▶ **To be done**
(1) Summarize the text on irritability in exactly two sentences.
(2) According to the text on irritability, selfishness is usually due to several things. List every one of them.
(3) From the text on irritability, copy out word for word the part that opens with the words containing "This dare has" and closes with "be the case.".

▶ **Text to read**
########

This dare has really spoken to me today.  This relates to not only my marriage, but my entire family.  I want to be less irritable with my husband and my children.  I want to do less yelling and more loving of my family, showing them grace and letting God's love flow through me to them.

According to the Love Dare book, there are two contributing reasons to irritability.  The first is stress.  While I do have this in my life, it is not to the extent that I've had in the past.  So you would expect my irritability with my family would have lessened over the past year.  But this does not seem to be the case.

The second reason was selfishness.  This is usually due to lust (being ungrateful for what you have and burning with desire for things you don't have), bitterness, greed and pride.  Ouch!  I think this is where my irritability stems from, pride probably being the biggest culprit.

In Matthew 12:34 Jesus says "For out of the overflow of the heart the mouth speaks."  If this is true (and since it is God's words, it is) then what is in my heart is not good.

So, the question is how to change this.  I need my heart so filled with God's love that it overflows into all areas of my life.  The key is love.  As my heart is filled with God's love the selfishness and therefore the irritability will fade from my life.

Recently I came across a suggestion to find 40 verses in the Bible about anger.  To write them down and then read them at least 2 times a day aloud for 40 days.  By the end of that time the verses would begin to be written on your heart and at times when irritability begins to rise you will be able to use these verses.  I really like this idea and have begun a search for my 40 verses.

However, last night as I thought on this more I realized that while these verses are the Words of God and therefore, full of power, they would only help to keep down the irritability and anger in my heart.  They would in a way just be a mask or a reactive solution to the root cause.  Memorizing these verses are definitely good, but I felt there needed to be more.

########

Data listing:
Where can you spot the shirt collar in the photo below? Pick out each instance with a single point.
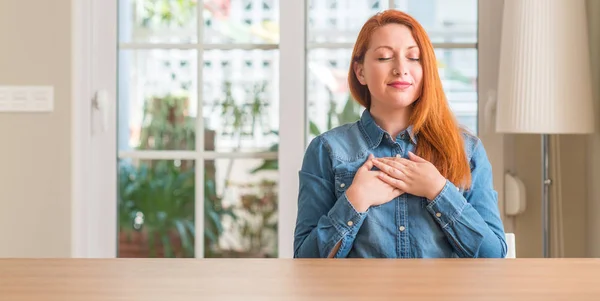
(374, 133)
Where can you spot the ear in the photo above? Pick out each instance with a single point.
(359, 72)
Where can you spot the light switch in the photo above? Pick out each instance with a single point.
(26, 98)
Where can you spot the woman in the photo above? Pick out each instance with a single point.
(403, 181)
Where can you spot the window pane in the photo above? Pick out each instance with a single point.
(157, 99)
(240, 206)
(339, 21)
(445, 20)
(458, 71)
(157, 21)
(156, 208)
(240, 99)
(241, 21)
(329, 100)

########

▶ **Task results**
(1) The writer wants to be less irritable with their husband and children, and the Love Dare book names stress and selfishness as the two reasons for irritability, with the writer tracing their own to selfishness, mostly pride. Believing that a heart filled with God's love will make the irritability fade, the writer has begun searching for 40 Bible verses about anger to read aloud, yet feels that such verses would only mask the root cause and that more is needed.

(2) lust, bitterness, greed, pride

(3)
This dare has really spoken to me today.  This relates to not only my marriage, but my entire family.  I want to be less irritable with my husband and my children.  I want to do less yelling and more loving of my family, showing them grace and letting God's love flow through me to them.

According to the Love Dare book, there are two contributing reasons to irritability.  The first is stress.  While I do have this in my life, it is not to the extent that I've had in the past.  So you would expect my irritability with my family would have lessened over the past year.  But this does not seem to be the case.